Please render the lines below as a JSON list of strings, one string per line, with blank lines omitted.

▬▬▬▬▬▬

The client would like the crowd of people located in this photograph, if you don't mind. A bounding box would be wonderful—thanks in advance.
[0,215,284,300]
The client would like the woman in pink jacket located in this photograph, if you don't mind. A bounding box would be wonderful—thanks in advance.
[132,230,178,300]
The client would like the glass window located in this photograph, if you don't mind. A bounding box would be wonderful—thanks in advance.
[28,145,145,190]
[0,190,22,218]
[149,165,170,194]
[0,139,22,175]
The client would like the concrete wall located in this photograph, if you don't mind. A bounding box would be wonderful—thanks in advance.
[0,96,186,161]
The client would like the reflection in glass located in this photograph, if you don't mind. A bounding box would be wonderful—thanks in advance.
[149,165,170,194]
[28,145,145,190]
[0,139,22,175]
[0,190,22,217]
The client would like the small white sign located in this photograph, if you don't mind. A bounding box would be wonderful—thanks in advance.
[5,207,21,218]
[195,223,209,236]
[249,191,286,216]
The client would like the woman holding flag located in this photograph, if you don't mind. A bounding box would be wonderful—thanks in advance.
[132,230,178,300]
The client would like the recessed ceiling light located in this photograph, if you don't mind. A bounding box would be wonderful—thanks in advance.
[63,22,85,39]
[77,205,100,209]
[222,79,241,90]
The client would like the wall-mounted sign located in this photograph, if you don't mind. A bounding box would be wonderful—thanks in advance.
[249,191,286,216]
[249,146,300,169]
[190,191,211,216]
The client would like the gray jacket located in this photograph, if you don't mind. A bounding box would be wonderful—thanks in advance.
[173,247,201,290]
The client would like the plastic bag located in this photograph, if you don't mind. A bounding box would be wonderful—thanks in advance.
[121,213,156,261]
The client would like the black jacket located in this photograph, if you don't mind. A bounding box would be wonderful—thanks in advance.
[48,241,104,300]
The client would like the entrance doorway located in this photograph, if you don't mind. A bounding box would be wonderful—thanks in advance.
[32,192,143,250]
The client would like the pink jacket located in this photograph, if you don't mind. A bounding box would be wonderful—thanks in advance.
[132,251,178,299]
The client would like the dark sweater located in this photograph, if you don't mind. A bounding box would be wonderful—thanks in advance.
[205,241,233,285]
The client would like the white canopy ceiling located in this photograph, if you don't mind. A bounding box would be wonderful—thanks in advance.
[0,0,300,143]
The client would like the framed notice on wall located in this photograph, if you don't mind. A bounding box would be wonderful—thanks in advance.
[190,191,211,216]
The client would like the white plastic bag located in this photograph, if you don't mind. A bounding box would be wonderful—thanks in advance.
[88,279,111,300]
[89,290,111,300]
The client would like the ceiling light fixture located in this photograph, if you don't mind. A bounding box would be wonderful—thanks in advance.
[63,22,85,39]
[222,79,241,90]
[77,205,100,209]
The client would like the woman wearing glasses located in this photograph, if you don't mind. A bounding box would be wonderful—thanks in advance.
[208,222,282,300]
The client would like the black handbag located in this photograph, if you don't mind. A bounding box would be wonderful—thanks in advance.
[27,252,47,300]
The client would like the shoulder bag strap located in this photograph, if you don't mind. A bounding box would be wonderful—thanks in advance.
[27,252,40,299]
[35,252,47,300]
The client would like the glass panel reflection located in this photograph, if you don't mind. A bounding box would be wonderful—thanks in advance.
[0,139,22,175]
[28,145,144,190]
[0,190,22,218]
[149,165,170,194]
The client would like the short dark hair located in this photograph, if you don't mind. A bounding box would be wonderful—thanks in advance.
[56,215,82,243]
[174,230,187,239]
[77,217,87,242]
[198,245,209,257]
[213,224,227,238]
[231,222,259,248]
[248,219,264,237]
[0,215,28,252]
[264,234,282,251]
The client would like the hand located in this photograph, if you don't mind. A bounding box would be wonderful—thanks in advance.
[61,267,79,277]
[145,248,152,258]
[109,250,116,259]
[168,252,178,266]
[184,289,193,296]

▬▬▬▬▬▬

Reply to the task
[
  "The client would like the crowd of people located in this photograph, if you don't mind. A bounding box would be wonderful—thanks in advance.",
  "[0,215,284,300]",
  "The client would like the woman in pink jacket located in this photograph, if you don't mind. A bounding box would be wonderful—thanks in advance.",
  "[132,230,178,300]",
  "The client would like the glass window located in this photograph, if you don't mind. A bounding box would be wonderful—thanks in advance.",
  "[28,145,145,190]",
  "[0,190,22,218]",
  "[149,165,170,194]",
  "[0,139,22,175]",
  "The client would like the concrete wall located in this photograph, if you don't mind. A bounding box would be wonderful—thanks in advance.",
  "[0,96,186,161]",
  "The client would like the reflection in glass located in this photograph, if you don't mind. A bounding box would be wonderful—thanks in advance.",
  "[149,165,170,194]",
  "[28,145,145,190]",
  "[0,139,22,175]",
  "[0,190,22,217]",
  "The client would like the small white sign located in this photograph, if you don't mind. A bounding box would be wonderful—thanks in advance.",
  "[5,207,21,218]",
  "[195,223,209,236]",
  "[249,191,286,216]",
  "The client would like the woman holding flag located in this photograph, if you don't mind. A bounding box would be wonderful—thanks in advance.",
  "[132,230,178,300]",
  "The client would like the recessed ceiling light located in this photograph, if you don't mind. A bounding box would be wonderful—thanks in advance.",
  "[63,22,85,39]",
  "[77,205,100,209]",
  "[222,79,241,90]",
  "The client would like the wall-mounted sign located in this photograph, if you don't mind. A bounding box would be wonderful—thanks in advance.",
  "[249,191,286,216]",
  "[249,146,300,169]",
  "[190,191,211,216]",
  "The client would like the gray jacket located in this photograph, if you don't mind. A bounding box would be wonderful—thanks in advance.",
  "[173,247,201,290]",
  "The client would like the plastic bag located in this photograph, if you don't mind. A bounding box would be wonderful—thanks in advance.",
  "[121,213,156,261]",
  "The client would like the black jacket located in this photograph, if you don't mind. A bounding box would be wonderful—thanks in advance.",
  "[48,241,104,300]",
  "The client would like the entrance doorway located in this photograph, if you don't mind. A bounding box would be wonderful—thanks in advance.",
  "[32,192,143,250]",
  "The client would like the pink jacket located in this photograph, if you don't mind. A bounding box would be wonderful—thanks in advance.",
  "[132,251,178,299]",
  "The client would like the dark sweater located in this photograph, if you don't mind. A bounding box would be wonderful—thanks in advance.",
  "[205,241,233,285]",
  "The client would like the white canopy ceiling located in this photograph, if you don't mind. A bounding box would be wonderful—thanks in advance.",
  "[0,0,300,143]",
  "The client would like the framed notice on wall located in this photograph, if you don't mind. A bounding box would be wonderful—thanks in advance.",
  "[190,191,211,216]",
  "The client would like the white plastic bag located in this photograph, if you don't mind. A bounding box would be wonderful—thanks in advance.",
  "[88,279,111,300]",
  "[89,290,111,300]",
  "The client would like the ceiling light fixture located in this photograph, if you don't mind. A bounding box would be wonderful—thanks in advance.",
  "[63,22,85,39]",
  "[222,79,241,90]",
  "[77,205,100,209]",
  "The client would like the woman wearing glasses located in this photograph, if you don't mind. A bounding box would be wonderful—thanks in advance.",
  "[208,222,282,300]",
  "The client would like the black handbag located in this photograph, if you don't mind. A bounding box would be wonderful—thanks in advance.",
  "[27,252,47,300]",
  "The client would like the shoulder bag strap located in this photograph, if you don't mind. A bounding box would be wonderful—thanks in advance.",
  "[27,252,40,299]",
  "[35,252,47,300]",
  "The client would like the glass panel reflection located in this photograph, if you don't mind. A bounding box would be wonderful—thanks in advance.",
  "[0,139,22,175]",
  "[28,145,144,190]",
  "[0,190,22,218]",
  "[149,165,170,194]",
  "The client would like the short dark hair located in this photograph, if you don't mind. A bounding box would be wonderful—thanks in advance.",
  "[56,215,82,243]",
  "[174,230,187,239]",
  "[77,217,87,242]",
  "[198,245,209,257]",
  "[213,224,227,238]",
  "[231,222,259,248]",
  "[248,219,264,237]",
  "[0,215,28,252]",
  "[264,234,282,251]",
  "The client would like the hand located in this photograph, if you don't mind. A bounding box would be wonderful—thanks in advance.",
  "[61,267,79,277]",
  "[145,248,152,258]",
  "[109,250,116,259]",
  "[168,252,178,266]",
  "[184,289,193,296]"
]